* PROBLEMS AND TASKS *
1. Transcribe from the passage on robot dog safety below the part that opens with the words containing "The robot dog" and closes with "own volition? No.".
2. Answer these questions using the passage on robot dog safety below.
(a) According to the passage, who controls the robots?
(b) What does a person look at when coordinating several robots?
(c) Besides GPS, what does the robot dog have that a smartphone also has?
3. Using the passage on robot dog safety below, decide whether each statement agrees with it. Answer yes or no, and quote the words that decide it.
(a) The robot dog makes decisions on its own.
(b) The robot dog has GPS.
(c) One person can have multiple robots on the map at the same time.

* PASSAGE FOR REVIEW *
++++++++++++++++++++
Are robot dogs safe?
I think that a big misconception people have is that because we see robots in movies and TV shows that are clearly making all their own decisions, when we then see a robot in the real world, we think it could be making a high level decision. It is absolutely not doing that.
We go above and beyond in terms of making sure that the robots themselves are safe. They’re being controlled by a person. The highest level of coordination for our robots, at this point in time, is that a person looking at a big screen will have multiple robots on the map, and they can have the robots move around strategically.
The robot dog is not making any decisions on its own, it’s just amplifying the ability of one person to have all these distributed eyes or sensors move through the environment.
The reason our robot dogs are not going to run free is because there’s no agency for them to do anything like that. It’s similar to a smartphone in terms of how it knows where it is in the environment. Like a smartphone, it has GPS and other sensors. But will your phone ever decide that it wants to go somewhere of its own volition? No.
++++++++++++++++++++
* DATA LISTING *
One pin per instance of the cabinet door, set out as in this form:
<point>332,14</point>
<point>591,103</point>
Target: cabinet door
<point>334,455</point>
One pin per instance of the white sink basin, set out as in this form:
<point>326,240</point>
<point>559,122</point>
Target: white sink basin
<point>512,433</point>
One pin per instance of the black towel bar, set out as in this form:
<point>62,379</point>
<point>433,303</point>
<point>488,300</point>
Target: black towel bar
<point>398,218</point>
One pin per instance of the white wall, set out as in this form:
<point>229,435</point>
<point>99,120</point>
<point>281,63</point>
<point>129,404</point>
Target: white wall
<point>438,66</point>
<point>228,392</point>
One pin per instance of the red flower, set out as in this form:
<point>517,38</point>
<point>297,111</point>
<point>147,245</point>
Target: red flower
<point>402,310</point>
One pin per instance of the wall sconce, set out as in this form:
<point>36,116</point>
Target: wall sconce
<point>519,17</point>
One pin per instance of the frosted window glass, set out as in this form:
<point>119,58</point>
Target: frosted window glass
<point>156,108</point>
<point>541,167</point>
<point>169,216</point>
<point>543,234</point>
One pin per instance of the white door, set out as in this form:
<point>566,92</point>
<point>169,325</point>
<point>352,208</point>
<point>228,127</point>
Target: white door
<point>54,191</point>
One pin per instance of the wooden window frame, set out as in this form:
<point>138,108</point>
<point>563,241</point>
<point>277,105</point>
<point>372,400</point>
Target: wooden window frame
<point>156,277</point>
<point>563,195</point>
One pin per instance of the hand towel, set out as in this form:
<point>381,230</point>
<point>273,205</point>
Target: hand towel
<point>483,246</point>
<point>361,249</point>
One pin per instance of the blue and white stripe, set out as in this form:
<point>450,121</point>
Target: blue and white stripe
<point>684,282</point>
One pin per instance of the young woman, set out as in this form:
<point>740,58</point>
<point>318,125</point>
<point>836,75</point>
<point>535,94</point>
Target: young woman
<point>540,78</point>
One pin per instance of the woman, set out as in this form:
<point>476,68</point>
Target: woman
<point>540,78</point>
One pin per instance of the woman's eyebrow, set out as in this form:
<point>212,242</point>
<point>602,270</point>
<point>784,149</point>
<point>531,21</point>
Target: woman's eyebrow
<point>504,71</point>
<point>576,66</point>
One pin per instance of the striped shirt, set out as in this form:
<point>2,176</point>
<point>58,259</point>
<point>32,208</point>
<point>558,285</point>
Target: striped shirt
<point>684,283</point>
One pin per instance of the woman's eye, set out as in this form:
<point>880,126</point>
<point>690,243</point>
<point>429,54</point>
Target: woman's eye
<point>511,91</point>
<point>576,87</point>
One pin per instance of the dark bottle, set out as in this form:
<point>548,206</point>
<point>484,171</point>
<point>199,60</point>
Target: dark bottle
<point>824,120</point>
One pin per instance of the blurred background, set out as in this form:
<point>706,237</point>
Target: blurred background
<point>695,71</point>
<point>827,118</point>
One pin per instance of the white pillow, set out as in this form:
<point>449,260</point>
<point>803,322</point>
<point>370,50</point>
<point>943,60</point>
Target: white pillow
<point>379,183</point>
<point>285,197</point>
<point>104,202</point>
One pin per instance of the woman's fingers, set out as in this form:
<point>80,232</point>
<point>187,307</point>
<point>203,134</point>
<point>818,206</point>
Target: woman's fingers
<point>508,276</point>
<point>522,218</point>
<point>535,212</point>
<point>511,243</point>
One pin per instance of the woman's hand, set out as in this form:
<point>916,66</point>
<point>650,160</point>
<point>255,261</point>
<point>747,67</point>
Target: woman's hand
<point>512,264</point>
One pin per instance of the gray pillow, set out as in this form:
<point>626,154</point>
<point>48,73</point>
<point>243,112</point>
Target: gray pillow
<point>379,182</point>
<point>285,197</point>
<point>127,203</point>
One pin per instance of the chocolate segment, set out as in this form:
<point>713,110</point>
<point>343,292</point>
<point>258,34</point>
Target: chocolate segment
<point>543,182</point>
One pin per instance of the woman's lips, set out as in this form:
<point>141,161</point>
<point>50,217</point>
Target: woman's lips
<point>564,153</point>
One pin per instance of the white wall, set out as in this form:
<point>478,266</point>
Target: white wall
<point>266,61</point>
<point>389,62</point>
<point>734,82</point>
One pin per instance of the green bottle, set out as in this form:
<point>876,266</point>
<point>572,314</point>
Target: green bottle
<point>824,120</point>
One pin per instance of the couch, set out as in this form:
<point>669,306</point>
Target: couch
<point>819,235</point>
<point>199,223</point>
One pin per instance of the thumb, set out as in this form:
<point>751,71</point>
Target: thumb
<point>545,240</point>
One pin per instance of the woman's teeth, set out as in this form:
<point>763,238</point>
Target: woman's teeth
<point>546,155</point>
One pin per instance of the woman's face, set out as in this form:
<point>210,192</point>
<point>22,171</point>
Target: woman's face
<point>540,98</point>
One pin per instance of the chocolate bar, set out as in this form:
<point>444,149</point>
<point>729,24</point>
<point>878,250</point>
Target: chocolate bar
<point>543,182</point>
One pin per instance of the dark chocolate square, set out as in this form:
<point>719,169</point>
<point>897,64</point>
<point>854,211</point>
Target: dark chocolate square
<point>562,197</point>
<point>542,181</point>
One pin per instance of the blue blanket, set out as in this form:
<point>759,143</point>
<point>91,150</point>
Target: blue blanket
++++++++++++++++++++
* ANSWERS PROVIDED *
1.
The robot dog is not making any decisions on its own, it’s just amplifying the ability of one person to have all these distributed eyes or sensors move through the environment.
The reason our robot dogs are not going to run free is because there’s no agency for them to do anything like that. It’s similar to a smartphone in terms of how it knows where it is in the environment. Like a smartphone, it has GPS and other sensors. But will your phone ever decide that it wants to go somewhere of its own volition? No.

2.
(a) A person.
(b) A big screen showing multiple robots on the map.
(c) Other sensors.

3.
(a) No: "The robot dog is not making any decisions on its own"
(b) Yes: "Like a smartphone, it has GPS and other sensors."
(c) Yes: "a person looking at a big screen will have multiple robots on the map"